_WHAT NEEDS TO BE DONE_. Write out all the entries word for word and omit any pictures.

_INPUT_.
↓

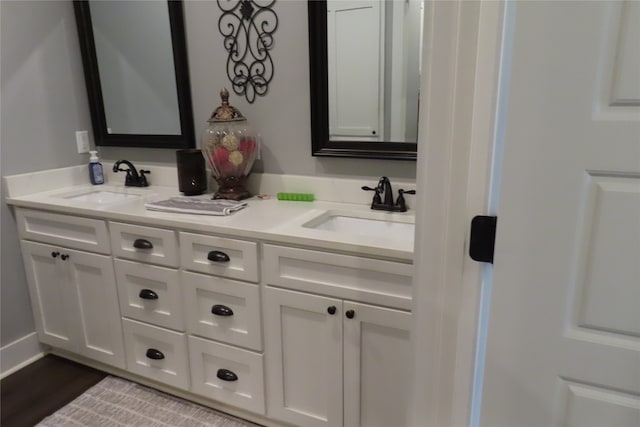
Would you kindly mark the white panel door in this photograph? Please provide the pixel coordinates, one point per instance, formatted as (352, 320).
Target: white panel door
(377, 368)
(303, 355)
(563, 345)
(54, 306)
(92, 280)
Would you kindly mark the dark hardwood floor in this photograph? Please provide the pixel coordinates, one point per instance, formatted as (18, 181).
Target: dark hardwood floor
(38, 390)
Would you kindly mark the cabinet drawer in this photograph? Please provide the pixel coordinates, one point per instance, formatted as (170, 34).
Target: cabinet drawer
(242, 370)
(223, 309)
(236, 259)
(156, 353)
(362, 279)
(146, 244)
(64, 230)
(150, 293)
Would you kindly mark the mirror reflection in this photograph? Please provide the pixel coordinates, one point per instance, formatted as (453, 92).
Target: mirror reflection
(134, 57)
(132, 38)
(373, 60)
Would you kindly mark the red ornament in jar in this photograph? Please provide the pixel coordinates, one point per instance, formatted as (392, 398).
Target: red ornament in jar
(230, 147)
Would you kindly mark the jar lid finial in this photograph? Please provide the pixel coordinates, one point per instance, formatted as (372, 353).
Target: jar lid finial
(226, 112)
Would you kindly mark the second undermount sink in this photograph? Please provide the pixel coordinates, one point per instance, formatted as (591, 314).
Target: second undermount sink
(101, 197)
(366, 224)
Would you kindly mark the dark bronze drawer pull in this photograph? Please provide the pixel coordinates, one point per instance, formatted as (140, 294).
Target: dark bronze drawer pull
(148, 294)
(221, 310)
(226, 375)
(217, 256)
(142, 244)
(154, 354)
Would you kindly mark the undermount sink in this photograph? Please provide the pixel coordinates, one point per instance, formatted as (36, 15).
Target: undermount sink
(101, 197)
(365, 224)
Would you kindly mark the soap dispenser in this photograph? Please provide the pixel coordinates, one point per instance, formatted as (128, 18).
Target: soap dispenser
(96, 174)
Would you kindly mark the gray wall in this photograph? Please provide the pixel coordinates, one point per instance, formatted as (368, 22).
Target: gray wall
(43, 102)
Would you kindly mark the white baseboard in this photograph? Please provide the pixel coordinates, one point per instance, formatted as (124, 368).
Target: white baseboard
(20, 353)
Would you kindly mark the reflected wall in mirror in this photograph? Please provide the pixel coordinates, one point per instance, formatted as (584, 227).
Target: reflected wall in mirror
(365, 77)
(135, 63)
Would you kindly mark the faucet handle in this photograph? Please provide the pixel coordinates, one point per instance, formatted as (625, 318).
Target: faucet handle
(401, 204)
(376, 197)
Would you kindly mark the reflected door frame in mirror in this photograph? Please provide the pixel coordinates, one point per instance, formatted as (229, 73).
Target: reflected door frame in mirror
(321, 144)
(102, 136)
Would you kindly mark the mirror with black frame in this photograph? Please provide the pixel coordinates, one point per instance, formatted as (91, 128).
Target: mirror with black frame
(365, 77)
(134, 57)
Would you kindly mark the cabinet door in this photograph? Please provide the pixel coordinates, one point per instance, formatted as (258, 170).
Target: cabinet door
(303, 358)
(93, 282)
(376, 365)
(52, 299)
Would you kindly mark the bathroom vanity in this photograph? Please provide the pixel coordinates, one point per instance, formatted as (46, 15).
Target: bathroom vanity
(261, 314)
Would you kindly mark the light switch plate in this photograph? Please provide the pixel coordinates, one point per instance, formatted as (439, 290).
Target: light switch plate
(82, 141)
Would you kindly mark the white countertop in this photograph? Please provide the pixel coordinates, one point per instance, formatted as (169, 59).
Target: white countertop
(269, 219)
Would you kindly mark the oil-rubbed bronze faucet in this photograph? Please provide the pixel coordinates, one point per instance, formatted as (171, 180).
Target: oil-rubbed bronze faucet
(133, 178)
(384, 188)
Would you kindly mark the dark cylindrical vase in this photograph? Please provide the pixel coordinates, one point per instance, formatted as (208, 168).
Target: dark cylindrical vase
(192, 175)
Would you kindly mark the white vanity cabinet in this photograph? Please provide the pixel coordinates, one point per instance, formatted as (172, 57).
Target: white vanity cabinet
(332, 357)
(73, 291)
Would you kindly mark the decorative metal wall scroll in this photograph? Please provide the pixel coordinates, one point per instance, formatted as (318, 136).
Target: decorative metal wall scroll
(248, 27)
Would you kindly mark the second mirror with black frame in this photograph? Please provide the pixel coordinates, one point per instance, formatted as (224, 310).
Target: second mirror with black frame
(365, 77)
(134, 56)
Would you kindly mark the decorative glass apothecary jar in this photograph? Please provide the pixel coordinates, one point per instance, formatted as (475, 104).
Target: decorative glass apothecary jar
(230, 147)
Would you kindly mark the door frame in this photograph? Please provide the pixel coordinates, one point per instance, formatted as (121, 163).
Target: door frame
(458, 156)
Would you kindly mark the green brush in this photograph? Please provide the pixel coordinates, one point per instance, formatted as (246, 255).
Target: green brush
(296, 197)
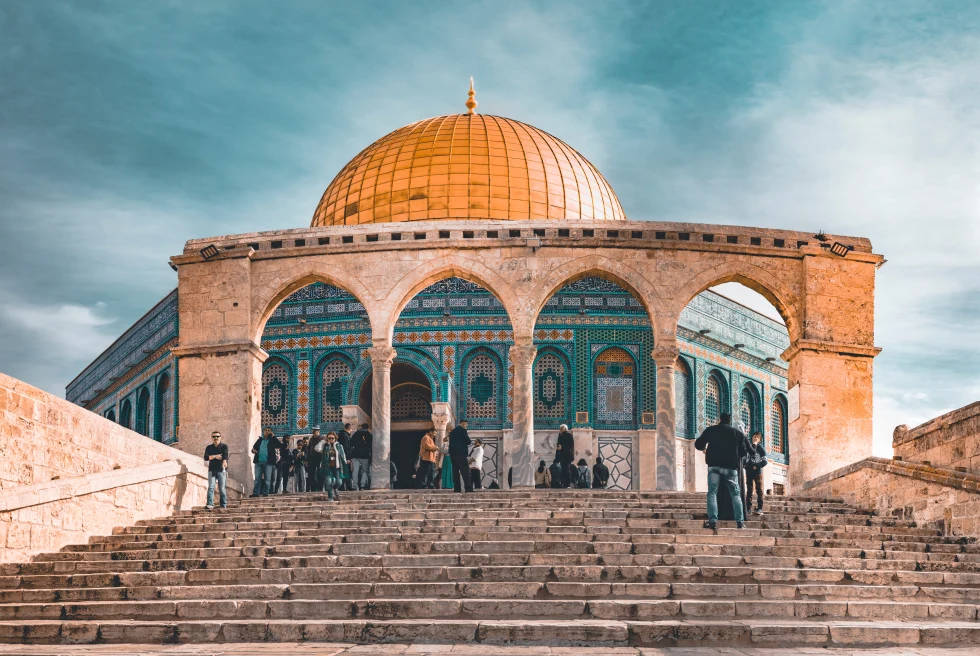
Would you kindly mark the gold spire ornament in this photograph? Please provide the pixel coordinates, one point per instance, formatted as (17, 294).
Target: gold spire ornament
(471, 101)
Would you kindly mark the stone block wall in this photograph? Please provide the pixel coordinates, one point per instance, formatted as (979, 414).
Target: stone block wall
(930, 496)
(951, 440)
(67, 473)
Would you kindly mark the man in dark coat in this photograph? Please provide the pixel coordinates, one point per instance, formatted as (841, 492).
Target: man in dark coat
(343, 437)
(361, 450)
(566, 454)
(314, 458)
(724, 447)
(459, 450)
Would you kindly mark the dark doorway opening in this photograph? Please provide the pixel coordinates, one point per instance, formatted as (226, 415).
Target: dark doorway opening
(404, 452)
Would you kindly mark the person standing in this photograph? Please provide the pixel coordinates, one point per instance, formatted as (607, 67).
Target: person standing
(556, 471)
(600, 474)
(459, 446)
(343, 438)
(333, 466)
(755, 460)
(299, 465)
(265, 453)
(542, 476)
(428, 453)
(314, 456)
(724, 447)
(361, 444)
(216, 455)
(476, 465)
(566, 454)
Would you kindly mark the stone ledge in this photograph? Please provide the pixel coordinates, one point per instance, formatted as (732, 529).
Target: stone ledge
(37, 494)
(958, 480)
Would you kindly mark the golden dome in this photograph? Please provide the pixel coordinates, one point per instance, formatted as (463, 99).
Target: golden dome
(467, 166)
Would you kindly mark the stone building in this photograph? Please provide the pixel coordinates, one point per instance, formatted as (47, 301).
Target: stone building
(472, 266)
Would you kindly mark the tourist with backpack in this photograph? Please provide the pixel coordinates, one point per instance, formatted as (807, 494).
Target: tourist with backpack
(600, 474)
(555, 471)
(755, 460)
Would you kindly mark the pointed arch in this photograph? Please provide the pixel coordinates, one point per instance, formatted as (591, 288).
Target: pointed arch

↑

_ANSWER_.
Would you kindly mark the white panel door in this photograph? Please provide the pixel coordinates, one point per instance, formatted as (352, 320).
Target: white panel door
(377, 368)
(303, 355)
(563, 345)
(54, 306)
(92, 280)
Would you kindly mark the dark hardwood floor in this photograph? Please provide the pixel coordinates, one point per instance, formatted as (18, 181).
Target: dark hardwood floor
(38, 390)
Would you kindly mark the cabinet drawer in this photograph? Please provide the pixel coordinates, one point per instance, formatted as (170, 34).
Target: cabinet drawer
(242, 370)
(223, 309)
(236, 259)
(156, 353)
(362, 279)
(146, 244)
(64, 230)
(150, 293)
Would you kindly mark the mirror reflection in this photograph? Please provide the pixel coordinates, one point per instance, formatted as (453, 92).
Target: mirror reflection
(134, 57)
(132, 38)
(373, 60)
Would you kindly mark the red ornament in jar in this photograph? Please provide the pixel coordinates, one point per instance, formatted as (392, 398).
Target: red ornament in jar
(230, 147)
Would you kindly mark the jar lid finial in this photograph? Please provide the pixel coordinates, one point per instance, formatted as (372, 353).
Target: jar lid finial
(226, 112)
Would you kindly mark the second undermount sink in this photograph? Please provide the pixel coordinates, one point per instance, formatted as (591, 314).
Target: second undermount sink
(101, 197)
(366, 224)
Would you kindly mark the dark bronze drawer pull in this photograph? Please provide the pixel coordinates, one point per instance, formatted as (140, 294).
Target: dark bronze drawer pull
(148, 294)
(221, 310)
(226, 375)
(217, 256)
(142, 244)
(154, 354)
Would you kindly mark the undermount sink in this photograph? Please provide the pixel coordinates, one point per instance, formatted as (36, 15).
Target: undermount sink
(101, 197)
(365, 224)
Would you kindly mark the soap dispenser in this photograph? Please provide the pixel coordinates, one point per instance, formatted as (128, 18).
Target: soap dispenser
(96, 174)
Would you kindly mark the gray wall in this photograph? Please provide the pixel coordinates, one point per instance, formatted as (368, 22).
Target: gray wall
(43, 102)
Would you kindly mark the white baseboard in this photograph? Please provide the pixel coordinates, one point per instance, formatted as (124, 368).
Target: white baseboard
(20, 353)
Would you kindly mark the reflected wall in mirror in this photograph? Please provide the pixel coordinates, one point per instance, formatted as (584, 227).
Target: reflected wall in mirror
(365, 77)
(135, 63)
Would you kindly mark the faucet handle in this photograph? Please provide the pixel coordinates, one point per instance, formatted as (625, 318).
Target: faucet handle
(401, 204)
(376, 197)
Would you kindly mark the reflected door frame in mirror in this photograph? Please provide the pixel coordinates, one point per instance, formatted as (229, 73).
Target: reflected door frame in mirror
(321, 144)
(102, 136)
Would you kindly mark the mirror with black frame in this photograph? Please provide the pixel coordinates, one point per instance, formatted as (91, 128).
Target: mirror with black frame
(365, 77)
(134, 57)
Would you kindly mark the cabinet door in this photograph? Please provide the pixel coordinates, one point per instance, formatted as (258, 170).
Target: cabinet door
(303, 358)
(93, 282)
(376, 365)
(52, 299)
Would you kindly mark the bathroom vanity in this photograph? Please provide the pixel coordinates, one point per instance, formatted as (46, 15).
Target: bathroom vanity
(261, 314)
Would you kindly mark the light switch plate in this photograph? Please provide the pixel coordinates, one point per instance, formatted as (439, 290).
Target: light switch plate
(82, 141)
Would you kindly mark the white countertop in this photograph? Please provide the pixel coordinates, one point per instance, formatted as (169, 59).
Target: white countertop
(269, 219)
Would you kindly mark the oil-rubbed bronze faucet in this photograph? Please provide the pixel coordinates, one point per instance, formatted as (171, 180).
Target: oil-rubbed bronze faucet
(133, 178)
(384, 188)
Would you kindly mark the dark cylindrical vase in this photograph? Please provide the pixel coordinates, one point per instance, formatted as (208, 168).
Target: dark cylindrical vase
(192, 175)
Would you kindly mark the white vanity cabinet in this photograph? Please provide the pixel coordinates, one point per instance, formatted as (172, 57).
Target: white vanity cabinet
(332, 357)
(73, 291)
Would you kindly mark the decorative metal wall scroll in this photograph? Please provide the pixel coordinates, one point per instance, formatted as (318, 136).
Target: decorative metal wall scroll
(248, 27)
Would you kindly mark the second mirror with black frame in this photograph? Please provide the pixel coordinates, one point per instance, formatted as (224, 310).
Target: second mirror with black frame
(365, 77)
(134, 56)
Would you kindly mark the decorative glass apothecary jar in this photograph? Please provide the pixel coordinates, one point per instance, formatted as (475, 104).
Target: decorative glass apothecary jar
(230, 147)
Would you kindly mark the door frame in this photograph? Please provide the pixel coordinates, one point per instance, formatted as (121, 163).
Target: door frame
(458, 156)
Would you kindly mark the green brush in this photograph? Please provide the pixel coordinates, one point per instance, formatted as (246, 255).
Target: green brush
(296, 197)
Would you kindly mark the gold spire ornament in this photograph? Please provide the pixel coordinates, one point per instance, formatted as (17, 294).
Target: gold spire ornament
(471, 101)
Would you kindly mark the stone block wall in this photograph? Please provide the pixel coordinates, one point per instance, formatted as (979, 414).
Target: stone block wall
(930, 496)
(951, 440)
(67, 473)
Would you kindly mark the man in dark coat in this photograph? Please provide the pixel coordinates, one point per instance, formatted as (841, 492).
Target: man in dark coat
(343, 437)
(361, 450)
(566, 454)
(314, 458)
(724, 447)
(459, 450)
Would you kindly mark the dark doorway opening in this photograph? Please provide the pixel coordinates, one point per instance, formatted as (226, 415).
Target: dark doorway opening
(404, 452)
Would you kindly mark the person standing in this photograph? Please provide the pixel coordinates, one point per instance, formatted as (607, 67).
Target: person standing
(556, 471)
(600, 474)
(459, 446)
(343, 438)
(333, 466)
(755, 460)
(299, 465)
(265, 453)
(542, 476)
(428, 453)
(314, 456)
(724, 447)
(361, 444)
(216, 455)
(476, 465)
(566, 454)
Would you kindly mark the stone ledge in this photograph? Please provide the pixel coordinates, one point per instance, formatted as (732, 529).
Target: stone ledge
(37, 494)
(958, 480)
Would you kindly mark the golden dome in this photograph? Please provide the pixel coordinates, one point per instance, formatted as (463, 99).
Target: golden dome
(467, 166)
Would you kindly mark the stone building in this photograph? Please provide the pixel coordinates, one point per instance, formatted as (47, 301).
Target: stone building
(472, 266)
Would you kindly mark the tourist with backpack in this photograph? Please provide the pixel coordinates, one point per instance, formatted as (807, 494).
Target: tourist with backpack
(600, 474)
(555, 471)
(755, 460)
Would you kindly mark the pointed arch in this photograph? Please provide the pixel coordinates, one point per instance, formatted as (591, 288).
Target: pointed arch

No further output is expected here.